Start of MATERIAL SHOWN

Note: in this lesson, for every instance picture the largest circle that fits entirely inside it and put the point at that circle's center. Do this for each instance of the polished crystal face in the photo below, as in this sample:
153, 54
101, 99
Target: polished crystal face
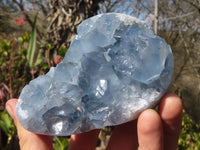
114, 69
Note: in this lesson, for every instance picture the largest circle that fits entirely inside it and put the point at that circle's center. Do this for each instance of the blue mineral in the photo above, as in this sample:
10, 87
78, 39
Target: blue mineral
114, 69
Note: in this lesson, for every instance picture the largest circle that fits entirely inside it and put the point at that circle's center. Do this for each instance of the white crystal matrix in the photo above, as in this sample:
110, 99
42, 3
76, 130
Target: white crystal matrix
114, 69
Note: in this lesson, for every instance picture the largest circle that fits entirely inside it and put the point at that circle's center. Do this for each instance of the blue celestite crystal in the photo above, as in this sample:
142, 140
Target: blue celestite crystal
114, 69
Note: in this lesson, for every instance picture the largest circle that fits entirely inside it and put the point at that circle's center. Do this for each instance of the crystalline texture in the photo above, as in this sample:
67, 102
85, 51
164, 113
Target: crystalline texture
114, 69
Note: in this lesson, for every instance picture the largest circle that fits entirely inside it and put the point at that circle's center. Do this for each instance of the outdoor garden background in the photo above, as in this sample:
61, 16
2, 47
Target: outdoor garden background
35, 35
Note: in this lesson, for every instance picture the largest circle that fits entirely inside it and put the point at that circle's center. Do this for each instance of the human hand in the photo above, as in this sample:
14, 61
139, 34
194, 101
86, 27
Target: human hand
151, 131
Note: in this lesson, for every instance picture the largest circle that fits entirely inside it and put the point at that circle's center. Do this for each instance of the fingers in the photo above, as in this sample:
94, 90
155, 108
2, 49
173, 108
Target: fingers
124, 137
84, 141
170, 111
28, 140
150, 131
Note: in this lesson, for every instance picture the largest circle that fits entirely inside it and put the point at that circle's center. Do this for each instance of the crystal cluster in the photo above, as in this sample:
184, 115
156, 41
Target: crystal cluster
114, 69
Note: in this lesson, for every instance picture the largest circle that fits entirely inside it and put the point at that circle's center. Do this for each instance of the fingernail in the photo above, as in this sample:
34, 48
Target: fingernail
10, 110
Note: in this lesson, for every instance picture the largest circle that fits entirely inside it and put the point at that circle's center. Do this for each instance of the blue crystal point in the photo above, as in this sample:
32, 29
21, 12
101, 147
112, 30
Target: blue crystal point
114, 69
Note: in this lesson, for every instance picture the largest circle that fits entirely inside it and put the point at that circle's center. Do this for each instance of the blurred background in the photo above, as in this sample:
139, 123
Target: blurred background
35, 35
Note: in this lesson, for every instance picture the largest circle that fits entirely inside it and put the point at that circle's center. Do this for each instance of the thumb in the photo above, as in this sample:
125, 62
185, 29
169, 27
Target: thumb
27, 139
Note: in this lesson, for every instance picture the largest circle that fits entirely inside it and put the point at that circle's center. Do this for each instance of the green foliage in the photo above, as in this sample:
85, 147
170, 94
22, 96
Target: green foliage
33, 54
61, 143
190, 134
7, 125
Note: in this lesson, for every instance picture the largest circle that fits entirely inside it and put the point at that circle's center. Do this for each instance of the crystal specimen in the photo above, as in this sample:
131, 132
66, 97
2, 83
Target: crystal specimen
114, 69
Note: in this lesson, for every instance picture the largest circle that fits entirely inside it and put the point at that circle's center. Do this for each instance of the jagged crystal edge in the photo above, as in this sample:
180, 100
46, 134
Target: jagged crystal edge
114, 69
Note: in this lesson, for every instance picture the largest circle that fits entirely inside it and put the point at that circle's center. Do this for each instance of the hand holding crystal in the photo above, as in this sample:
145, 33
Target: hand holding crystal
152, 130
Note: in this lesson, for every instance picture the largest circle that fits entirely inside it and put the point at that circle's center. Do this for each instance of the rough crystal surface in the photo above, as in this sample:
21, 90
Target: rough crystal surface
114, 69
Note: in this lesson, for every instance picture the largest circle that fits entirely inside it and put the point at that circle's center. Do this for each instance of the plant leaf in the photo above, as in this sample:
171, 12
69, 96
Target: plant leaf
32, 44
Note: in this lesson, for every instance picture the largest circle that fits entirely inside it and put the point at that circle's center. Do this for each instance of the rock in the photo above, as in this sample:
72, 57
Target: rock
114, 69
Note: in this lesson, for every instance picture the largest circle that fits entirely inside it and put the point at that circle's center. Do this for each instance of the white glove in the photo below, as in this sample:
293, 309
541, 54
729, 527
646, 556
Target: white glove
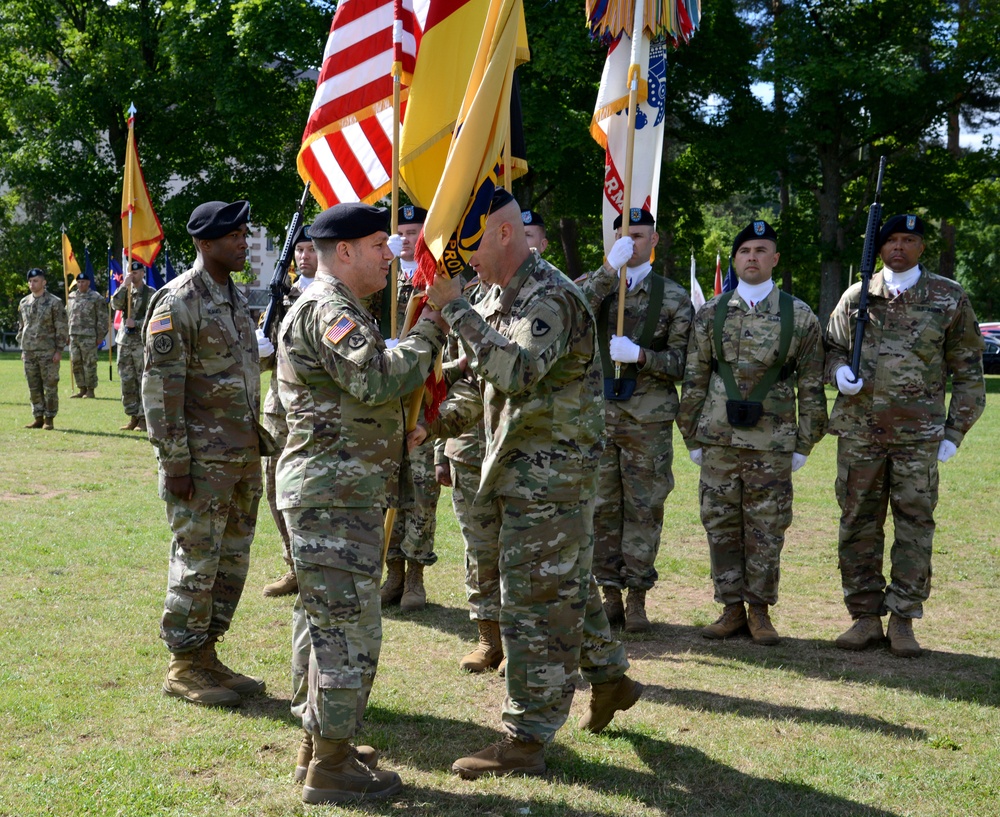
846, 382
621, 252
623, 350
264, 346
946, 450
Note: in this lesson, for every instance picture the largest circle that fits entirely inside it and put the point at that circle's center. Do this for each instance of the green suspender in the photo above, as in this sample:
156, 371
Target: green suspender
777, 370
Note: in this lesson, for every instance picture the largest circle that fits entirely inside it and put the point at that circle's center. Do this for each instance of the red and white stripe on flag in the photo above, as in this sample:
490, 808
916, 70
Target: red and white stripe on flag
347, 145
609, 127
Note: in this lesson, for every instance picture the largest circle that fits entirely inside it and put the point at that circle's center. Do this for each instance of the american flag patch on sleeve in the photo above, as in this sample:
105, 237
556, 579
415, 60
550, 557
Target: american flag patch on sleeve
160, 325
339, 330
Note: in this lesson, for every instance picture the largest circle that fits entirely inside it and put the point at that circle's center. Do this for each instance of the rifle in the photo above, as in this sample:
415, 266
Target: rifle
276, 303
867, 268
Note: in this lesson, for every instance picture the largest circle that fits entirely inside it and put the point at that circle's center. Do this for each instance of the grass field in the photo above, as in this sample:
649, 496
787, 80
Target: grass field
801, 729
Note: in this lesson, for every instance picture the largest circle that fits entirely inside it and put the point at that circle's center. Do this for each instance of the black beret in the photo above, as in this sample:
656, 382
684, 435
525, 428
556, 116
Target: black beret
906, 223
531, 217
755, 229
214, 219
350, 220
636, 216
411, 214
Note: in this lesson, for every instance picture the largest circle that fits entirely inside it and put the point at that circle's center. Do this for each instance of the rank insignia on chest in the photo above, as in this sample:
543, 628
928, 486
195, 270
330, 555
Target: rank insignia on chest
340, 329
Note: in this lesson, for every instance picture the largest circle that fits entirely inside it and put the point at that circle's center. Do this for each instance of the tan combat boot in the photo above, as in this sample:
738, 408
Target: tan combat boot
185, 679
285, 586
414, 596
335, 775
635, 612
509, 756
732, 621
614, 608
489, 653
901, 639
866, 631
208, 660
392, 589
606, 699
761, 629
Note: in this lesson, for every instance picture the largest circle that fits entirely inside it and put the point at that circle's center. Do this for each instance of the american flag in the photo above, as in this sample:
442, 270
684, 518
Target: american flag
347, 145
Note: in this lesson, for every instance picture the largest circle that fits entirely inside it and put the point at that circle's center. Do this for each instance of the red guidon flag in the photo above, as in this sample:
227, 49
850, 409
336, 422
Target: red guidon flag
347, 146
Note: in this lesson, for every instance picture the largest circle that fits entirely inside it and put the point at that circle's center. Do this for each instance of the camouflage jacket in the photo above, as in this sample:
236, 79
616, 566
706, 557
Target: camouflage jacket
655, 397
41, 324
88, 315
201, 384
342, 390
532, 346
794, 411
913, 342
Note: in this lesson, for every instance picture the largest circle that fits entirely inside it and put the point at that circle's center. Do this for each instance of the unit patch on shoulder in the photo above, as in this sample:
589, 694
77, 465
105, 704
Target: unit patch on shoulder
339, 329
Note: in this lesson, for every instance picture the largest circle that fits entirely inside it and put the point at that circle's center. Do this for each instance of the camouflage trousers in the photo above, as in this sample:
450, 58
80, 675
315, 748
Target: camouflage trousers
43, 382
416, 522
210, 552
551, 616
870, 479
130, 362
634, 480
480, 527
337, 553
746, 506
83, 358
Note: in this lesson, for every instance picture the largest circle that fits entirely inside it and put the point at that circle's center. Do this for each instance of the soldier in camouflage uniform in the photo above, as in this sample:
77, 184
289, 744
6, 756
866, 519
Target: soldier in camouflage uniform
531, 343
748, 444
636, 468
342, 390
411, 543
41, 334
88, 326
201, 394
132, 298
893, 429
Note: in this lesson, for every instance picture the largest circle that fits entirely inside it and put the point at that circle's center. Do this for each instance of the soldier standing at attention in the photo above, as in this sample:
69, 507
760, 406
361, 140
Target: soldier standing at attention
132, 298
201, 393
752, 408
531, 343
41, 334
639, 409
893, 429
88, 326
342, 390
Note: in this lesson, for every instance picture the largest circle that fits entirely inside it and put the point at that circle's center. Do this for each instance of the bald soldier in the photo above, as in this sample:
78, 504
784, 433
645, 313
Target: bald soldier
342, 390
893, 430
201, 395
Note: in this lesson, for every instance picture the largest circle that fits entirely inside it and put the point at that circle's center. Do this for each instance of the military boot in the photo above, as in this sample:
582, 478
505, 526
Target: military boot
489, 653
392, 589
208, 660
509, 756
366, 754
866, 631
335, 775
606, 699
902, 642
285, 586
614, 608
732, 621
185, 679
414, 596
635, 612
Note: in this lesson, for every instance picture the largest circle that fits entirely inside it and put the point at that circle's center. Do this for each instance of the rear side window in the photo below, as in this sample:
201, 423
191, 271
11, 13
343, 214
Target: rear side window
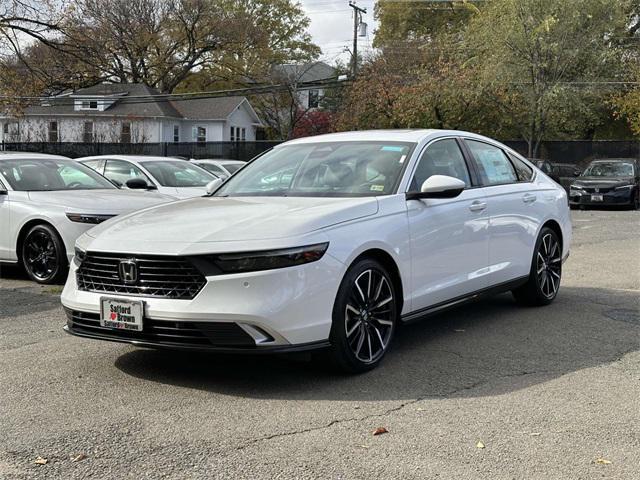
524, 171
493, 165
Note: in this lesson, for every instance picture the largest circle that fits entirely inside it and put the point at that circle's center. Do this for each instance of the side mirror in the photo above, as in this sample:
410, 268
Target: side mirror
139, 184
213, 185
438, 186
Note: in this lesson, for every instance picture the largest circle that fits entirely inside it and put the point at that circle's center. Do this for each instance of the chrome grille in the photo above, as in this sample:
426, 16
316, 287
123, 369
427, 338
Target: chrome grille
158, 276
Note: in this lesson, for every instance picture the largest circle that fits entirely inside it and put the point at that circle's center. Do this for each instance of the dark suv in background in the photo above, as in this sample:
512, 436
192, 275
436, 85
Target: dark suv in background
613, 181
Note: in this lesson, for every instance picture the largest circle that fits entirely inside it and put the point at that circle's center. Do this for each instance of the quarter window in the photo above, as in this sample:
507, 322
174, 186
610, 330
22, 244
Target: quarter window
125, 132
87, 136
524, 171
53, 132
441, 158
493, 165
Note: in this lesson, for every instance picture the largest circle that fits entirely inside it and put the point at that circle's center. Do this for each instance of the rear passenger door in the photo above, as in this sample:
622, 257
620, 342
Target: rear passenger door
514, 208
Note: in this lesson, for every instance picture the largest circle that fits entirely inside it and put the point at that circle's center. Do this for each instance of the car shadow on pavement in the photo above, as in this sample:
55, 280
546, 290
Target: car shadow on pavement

End of MATERIAL SHOWN

Everything from the line containing "of the quarter" to the last line of the entries above should be quoted exactly, and only that.

* [THE ANSWER]:
Note: in this lesson, for every instance picture the largest circle that fits entirely inside it and put the point at that circle's center. Do this for each instance of the quarter window in the photo above, as in this sample:
507, 322
174, 186
610, 330
22, 244
Target: quarter window
125, 132
87, 136
524, 171
53, 132
441, 158
493, 165
Note: in this lesson, for every instance picture the largest circle that fits entirely inside it and put the point at that circle's center. Do this for each instance of the rear passenger door in the photo above, as in this sample:
622, 257
620, 342
Target: rear passenger door
514, 208
Note: in this lesson, for every instance picture the largest circle that fits entirely inside it and put the point at that circle's center. Do this for each instance of the car shadow on pavement in the photo above, as in this sample:
55, 280
546, 290
Target: car shadow on pavement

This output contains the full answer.